▶ Extrait du texte

----

Analyse | Les Verrières rouvrent pour accueillir… le moins de monde possible
Aldo Brina
Le 15 février, l’administration fédérale a remis en service le Centre fédéral d’«asile» des Verrières, situé aux confins du Val-de-Travers, dans le canton de Neuchâtel. Pour rappel, ce centre est le seul dit « spécifique » de toute la Suisse, c’est-à-dire qu’il est prévu pour accueillir des demandeurs d’asile jugés «récalcitrants». Le SEM prévoit de n’y envoyer que des hommes. Ce type d’infrastructure disciplinaire a toujours été combattu par les défenseurs du droit d’asile car son utilisation est floue, et donc dangereuse pour les droits fondamentaux : qui est « récalcitrant » ? Comment en juge-t-on ? etc. Sa situation géographique – loin de tout – pose aussi la question de l’accès à la protection juridique, puisque les personnes qui y sont assignées sont toujours en procédure, complique le contact avec leur représentant·e juridique [1], et encourage les disparitions.
Revenons un peu en arrière: neuf mois seulement après sa première ouverture, en décembre 2018, le centre des Verrières avait été fermé. En cause: sa sous-occupation. Alors qu’une vingtaine de places était mise à disposition (en vue d’en ouvrir à terme 60) pour tous les « récalcitrants » de Suisse et un séjour d’une durée maximale de 30 jours, seules 33 personnes y avaient été assignées en neuf mois. Un fiasco pour une structure qui coûte quand même quelque cinq millions de francs par année [2].

----

▶ Objectifs
**1.** Recopiez mot pour mot le passage du texte sur le centre des Verrières qui commence par « Revenons un peu » et se termine par « par année [2]. ».
**2.** D'après le texte sur le centre des Verrières, combien de personnes y ont été assignées durant les neuf mois de sa première ouverture ?
Les données ne jouent aucun rôle dans ce travail.

▶ Extrait des données
----

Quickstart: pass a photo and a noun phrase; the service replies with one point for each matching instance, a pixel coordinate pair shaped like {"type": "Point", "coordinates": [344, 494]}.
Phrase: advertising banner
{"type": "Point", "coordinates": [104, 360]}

----

▶ Résultats
**1.**
Revenons un peu en arrière: neuf mois seulement après sa première ouverture, en décembre 2018, le centre des Verrières avait été fermé. En cause: sa sous-occupation. Alors qu’une vingtaine de places était mise à disposition (en vue d’en ouvrir à terme 60) pour tous les « récalcitrants » de Suisse et un séjour d’une durée maximale de 30 jours, seules 33 personnes y avaient été assignées en neuf mois. Un fiasco pour une structure qui coûte quand même quelque cinq millions de francs par année [2].

**2.** 33 personnes.